TASK TO CARRY OUT> Replace "clearly visible" with "fully visible" everywhere it occurs in the records below, and leave everything else unchanged.

Start of INPUT

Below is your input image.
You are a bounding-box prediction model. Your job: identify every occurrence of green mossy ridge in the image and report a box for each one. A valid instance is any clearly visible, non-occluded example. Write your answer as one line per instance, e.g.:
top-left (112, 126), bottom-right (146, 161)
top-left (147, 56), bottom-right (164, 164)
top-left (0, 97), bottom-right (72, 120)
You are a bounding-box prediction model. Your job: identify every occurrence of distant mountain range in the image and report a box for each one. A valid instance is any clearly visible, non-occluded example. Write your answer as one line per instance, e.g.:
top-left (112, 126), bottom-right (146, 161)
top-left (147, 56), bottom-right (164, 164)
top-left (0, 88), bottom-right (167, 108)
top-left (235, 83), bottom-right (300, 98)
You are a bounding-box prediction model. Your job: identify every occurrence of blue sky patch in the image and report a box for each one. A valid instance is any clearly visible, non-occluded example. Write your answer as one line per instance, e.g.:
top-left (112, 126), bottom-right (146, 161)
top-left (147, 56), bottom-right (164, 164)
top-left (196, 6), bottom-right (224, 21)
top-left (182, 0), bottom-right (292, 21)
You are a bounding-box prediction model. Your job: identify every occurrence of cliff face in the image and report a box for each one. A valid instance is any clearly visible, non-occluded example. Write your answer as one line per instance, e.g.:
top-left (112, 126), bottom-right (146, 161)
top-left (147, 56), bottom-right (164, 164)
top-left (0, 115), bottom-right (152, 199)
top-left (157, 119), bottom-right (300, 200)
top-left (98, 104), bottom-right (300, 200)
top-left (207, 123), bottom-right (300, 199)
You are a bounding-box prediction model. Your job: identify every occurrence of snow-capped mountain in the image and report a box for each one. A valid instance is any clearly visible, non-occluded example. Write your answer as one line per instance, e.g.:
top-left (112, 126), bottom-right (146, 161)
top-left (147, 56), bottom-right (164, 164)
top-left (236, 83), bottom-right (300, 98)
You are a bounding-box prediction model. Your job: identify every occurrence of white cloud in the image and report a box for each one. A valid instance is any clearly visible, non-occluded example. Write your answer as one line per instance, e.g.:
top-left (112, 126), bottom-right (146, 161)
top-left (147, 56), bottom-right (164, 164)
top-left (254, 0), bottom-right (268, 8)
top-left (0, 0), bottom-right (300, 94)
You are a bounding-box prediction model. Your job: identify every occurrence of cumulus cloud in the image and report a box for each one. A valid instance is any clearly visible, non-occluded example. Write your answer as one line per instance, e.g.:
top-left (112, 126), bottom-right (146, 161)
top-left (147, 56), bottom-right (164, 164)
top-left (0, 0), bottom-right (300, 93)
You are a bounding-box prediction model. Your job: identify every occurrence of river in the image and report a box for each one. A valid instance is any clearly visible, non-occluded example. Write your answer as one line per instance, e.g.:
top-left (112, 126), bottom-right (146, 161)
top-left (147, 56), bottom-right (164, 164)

End of INPUT

PROBLEM SOLUTION>
Below is your input image.
You are a bounding-box prediction model. Your job: identify every occurrence of green mossy ridge in the image and report a box for each one. A valid instance is any fully visible, non-occluded example. Write your answer as one line per instance, e.g.:
top-left (112, 126), bottom-right (146, 161)
top-left (147, 56), bottom-right (164, 164)
top-left (0, 97), bottom-right (72, 120)
You are a bounding-box prediction model. Your job: identify every occurrence of distant mountain range in the image and report a box for each one. A valid instance is any fully visible, non-occluded example. Write your answer as one line per instance, e.g.:
top-left (112, 126), bottom-right (146, 161)
top-left (147, 56), bottom-right (164, 164)
top-left (0, 88), bottom-right (167, 108)
top-left (235, 83), bottom-right (300, 98)
You are a bounding-box prediction model. Your job: identify every occurrence of blue sky patch in the image and report a box for each one. A valid instance is any fully visible, non-occluded example. Write your answer as one line per instance, e.g.:
top-left (112, 126), bottom-right (146, 161)
top-left (147, 56), bottom-right (164, 164)
top-left (196, 6), bottom-right (224, 21)
top-left (182, 0), bottom-right (292, 21)
You are a bounding-box prediction model. Your job: identify every occurrence of cliff face in the image and report a box for each one. A valid instance is any fully visible, non-occluded example. Write your answer as one line per instance, e.g.:
top-left (112, 126), bottom-right (146, 161)
top-left (147, 56), bottom-right (164, 164)
top-left (0, 115), bottom-right (152, 199)
top-left (157, 119), bottom-right (300, 200)
top-left (98, 104), bottom-right (300, 200)
top-left (207, 123), bottom-right (300, 199)
You are a bounding-box prediction model. Your job: identify every occurrence of snow-capped mountain in the image and report a box for each one. A valid instance is any fully visible, non-occluded example. Write your answer as one line per instance, e.g.:
top-left (112, 126), bottom-right (146, 161)
top-left (147, 56), bottom-right (164, 164)
top-left (236, 83), bottom-right (300, 98)
You are a bounding-box prediction model. Your job: identify every occurrence of white cloud in the image and report a box for each one. A valid instance is any fully visible, non-occluded example. Write your answer as one line per instance, e.g.:
top-left (112, 126), bottom-right (146, 161)
top-left (147, 56), bottom-right (164, 164)
top-left (254, 0), bottom-right (268, 8)
top-left (0, 0), bottom-right (300, 94)
You are a bounding-box prediction model. Your job: identify every occurrence of cumulus cloud in the image and report a box for each one. A valid instance is any fully visible, non-occluded example. Write your answer as one line per instance, e.g.:
top-left (112, 126), bottom-right (146, 161)
top-left (147, 56), bottom-right (164, 164)
top-left (0, 0), bottom-right (300, 93)
You are a bounding-box prediction model. Your job: identify every occurrence of river in the image and report a box for each one. A valid instance is any fully visible, non-occluded example. Write your answer as one line per instance, e.g.:
top-left (112, 126), bottom-right (146, 161)
top-left (147, 56), bottom-right (164, 164)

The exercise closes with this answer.